** Start Dataset excerpts **
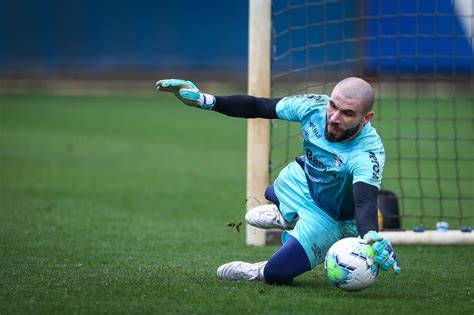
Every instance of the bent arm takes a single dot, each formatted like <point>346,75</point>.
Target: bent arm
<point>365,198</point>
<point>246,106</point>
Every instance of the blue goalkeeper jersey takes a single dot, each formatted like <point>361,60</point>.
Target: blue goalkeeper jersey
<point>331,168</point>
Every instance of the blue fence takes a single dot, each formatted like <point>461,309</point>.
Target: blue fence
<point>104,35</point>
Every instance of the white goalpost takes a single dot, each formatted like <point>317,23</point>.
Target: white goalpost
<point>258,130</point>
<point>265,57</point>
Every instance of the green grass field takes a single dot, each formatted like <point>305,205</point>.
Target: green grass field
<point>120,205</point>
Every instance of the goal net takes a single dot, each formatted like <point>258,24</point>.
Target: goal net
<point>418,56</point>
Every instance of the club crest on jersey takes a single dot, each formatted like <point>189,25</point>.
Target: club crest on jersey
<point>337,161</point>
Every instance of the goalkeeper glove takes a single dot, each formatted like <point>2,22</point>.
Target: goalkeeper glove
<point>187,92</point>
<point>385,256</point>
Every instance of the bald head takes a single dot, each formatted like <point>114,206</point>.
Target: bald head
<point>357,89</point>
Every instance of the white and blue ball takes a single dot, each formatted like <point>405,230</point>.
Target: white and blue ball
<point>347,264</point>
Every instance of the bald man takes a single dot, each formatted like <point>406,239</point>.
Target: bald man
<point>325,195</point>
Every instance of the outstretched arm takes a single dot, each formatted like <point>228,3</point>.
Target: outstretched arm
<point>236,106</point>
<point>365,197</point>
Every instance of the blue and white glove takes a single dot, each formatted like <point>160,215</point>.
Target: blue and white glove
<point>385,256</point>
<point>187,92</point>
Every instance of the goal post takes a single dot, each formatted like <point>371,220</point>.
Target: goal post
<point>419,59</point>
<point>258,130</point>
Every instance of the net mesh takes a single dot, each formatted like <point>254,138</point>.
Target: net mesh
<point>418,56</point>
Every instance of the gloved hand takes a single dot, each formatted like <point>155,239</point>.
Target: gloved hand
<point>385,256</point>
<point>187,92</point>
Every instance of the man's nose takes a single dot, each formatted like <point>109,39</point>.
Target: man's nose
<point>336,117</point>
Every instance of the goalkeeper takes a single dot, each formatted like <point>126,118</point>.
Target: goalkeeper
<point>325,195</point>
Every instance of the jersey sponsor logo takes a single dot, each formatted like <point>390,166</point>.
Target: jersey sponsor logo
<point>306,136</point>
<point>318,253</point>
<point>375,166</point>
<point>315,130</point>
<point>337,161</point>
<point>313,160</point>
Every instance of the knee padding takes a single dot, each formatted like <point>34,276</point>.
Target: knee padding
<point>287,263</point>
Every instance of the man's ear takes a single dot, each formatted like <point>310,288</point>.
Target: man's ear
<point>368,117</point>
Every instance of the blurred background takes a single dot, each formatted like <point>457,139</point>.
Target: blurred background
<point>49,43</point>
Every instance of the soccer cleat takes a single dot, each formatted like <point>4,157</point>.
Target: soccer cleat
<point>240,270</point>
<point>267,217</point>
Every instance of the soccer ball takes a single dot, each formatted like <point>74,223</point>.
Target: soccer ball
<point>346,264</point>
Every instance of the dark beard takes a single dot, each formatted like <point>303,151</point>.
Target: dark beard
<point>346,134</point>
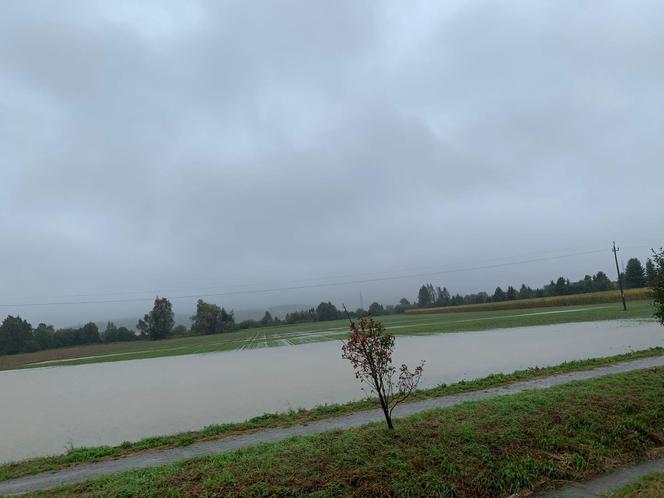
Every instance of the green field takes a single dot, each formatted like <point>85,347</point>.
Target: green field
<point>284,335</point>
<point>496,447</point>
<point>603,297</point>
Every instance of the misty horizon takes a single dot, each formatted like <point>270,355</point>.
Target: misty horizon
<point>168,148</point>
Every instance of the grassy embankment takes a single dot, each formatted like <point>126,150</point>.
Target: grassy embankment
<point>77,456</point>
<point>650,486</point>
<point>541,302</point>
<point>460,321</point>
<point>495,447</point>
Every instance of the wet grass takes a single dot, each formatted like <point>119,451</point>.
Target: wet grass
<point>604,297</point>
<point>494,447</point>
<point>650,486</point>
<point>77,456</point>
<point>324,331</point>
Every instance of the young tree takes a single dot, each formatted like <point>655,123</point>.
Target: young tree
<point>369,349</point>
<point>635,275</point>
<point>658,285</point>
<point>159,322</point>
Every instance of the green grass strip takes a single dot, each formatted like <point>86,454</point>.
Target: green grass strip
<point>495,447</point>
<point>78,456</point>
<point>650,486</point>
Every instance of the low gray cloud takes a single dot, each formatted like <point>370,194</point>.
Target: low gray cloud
** End Dataset excerpts **
Rewrite the rows from the start up to and including the line with "<point>331,168</point>", requests included. Multiply each coordinate in the answer points by 2.05 and round to whole numbers, with halves rounding up, but leave the requests and their sample points unchanged and omit the pictures.

Every instance of the bent arm takes a single dot, each formatted like <point>346,75</point>.
Target: bent arm
<point>748,406</point>
<point>504,217</point>
Every instance of the blue goalkeeper jersey takes a single dot, each formatted like <point>361,60</point>.
Target: blue goalkeeper jersey
<point>679,344</point>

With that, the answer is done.